SOURCE DOCUMENT =>

# muskrat floats



## population control (Apr 18, 2009)

I'm in the process of building floats and was wondering if i should make the bottom of the float a little bit longer than the side? to make like a little landing for them to get up on before trying to go into the trap.

also whats everybodys opinions on bait or scent?
thinking i'm gonna try bait first.


----------



## SNAREMAN (Dec 10, 2006)

Seems to me that letting them get onto the float before hitting the trap would be a good idea.That said,go ahead and give them a try,but I would not spend to much time/effort.I've tried them in just about every kind of habitat,and never had any luck with'em.Talked with many others who say the same thing,VERY little/no luck with them :sad:


----------



## U.P. trappermark (Jul 4, 2010)

Same here, last year I made up a bunch of floats and I had a pretty good spot to use them. The first check we had 1 rat on every float and not another rat for the rest of the season on the floats, I was catching them in the same series of ponds but just not on the floats.


----------



## David G Duncan (Mar 26, 2000)

Here is a link to a thread about Muskrat Floats.

Unfortunately the photos are missing.

http://www.michigan-sportsman.com/forum/showthread.php?t=195358


----------



## muskrat (Oct 21, 2005)

I have been goofing around with several different style's/types for a couple of months. Got some very good info from several person's "Jonathon" from trapper man and I believe "Duncan" here on MS. Not sure who posted the thread and pic's but thank you it has been fun building and making adjustments to them. I have scouted several areas where I believe they will work. Here is on that I use 2 110 conibears with. Tried it out on some open water made some changes with the Styrofoam so that it sits just right. Need to work on the weight balance in case of multiple catch and whether or not I need to add a small entrance step so the muskrat can enter higher up for a better catch. The bottom of the coni's sit right below the water line.

INFORMATION SHOWN =>

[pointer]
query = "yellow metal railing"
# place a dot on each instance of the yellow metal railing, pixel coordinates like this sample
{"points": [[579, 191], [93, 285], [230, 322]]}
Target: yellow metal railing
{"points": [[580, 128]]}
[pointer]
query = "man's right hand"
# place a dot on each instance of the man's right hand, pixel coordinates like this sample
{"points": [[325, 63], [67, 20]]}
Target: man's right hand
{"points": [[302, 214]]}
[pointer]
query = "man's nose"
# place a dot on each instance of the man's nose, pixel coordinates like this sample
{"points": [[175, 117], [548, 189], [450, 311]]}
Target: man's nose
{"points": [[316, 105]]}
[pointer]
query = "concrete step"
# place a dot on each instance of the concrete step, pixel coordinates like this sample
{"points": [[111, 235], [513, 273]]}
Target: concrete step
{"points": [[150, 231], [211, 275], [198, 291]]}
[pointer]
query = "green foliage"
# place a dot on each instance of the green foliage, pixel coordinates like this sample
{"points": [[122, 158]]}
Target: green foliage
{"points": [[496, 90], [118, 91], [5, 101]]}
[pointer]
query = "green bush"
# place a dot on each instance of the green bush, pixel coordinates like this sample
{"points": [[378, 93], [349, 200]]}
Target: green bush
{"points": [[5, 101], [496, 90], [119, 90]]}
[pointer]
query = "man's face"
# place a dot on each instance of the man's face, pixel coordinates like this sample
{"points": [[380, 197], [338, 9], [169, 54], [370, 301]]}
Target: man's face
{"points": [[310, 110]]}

--

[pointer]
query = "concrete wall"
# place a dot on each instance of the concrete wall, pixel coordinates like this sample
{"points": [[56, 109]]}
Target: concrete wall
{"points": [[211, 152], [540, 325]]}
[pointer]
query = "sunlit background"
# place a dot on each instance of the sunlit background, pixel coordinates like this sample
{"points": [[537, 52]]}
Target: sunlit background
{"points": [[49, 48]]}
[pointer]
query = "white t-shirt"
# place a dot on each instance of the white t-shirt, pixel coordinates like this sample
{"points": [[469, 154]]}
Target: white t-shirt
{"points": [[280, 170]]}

REQUIREMENTS =>
Answer these about the muskrat floats thread:
1. At the first check, what did U.P. trappermark find on every float?
2. What does David G Duncan say is missing from the linked thread?
3. How many 110 conibears does the poster named muskrat use with the float described?
The material is not needed here.

OUTPUT BELOW =>
1. One rat on every float.
2. The photos.
3. Two.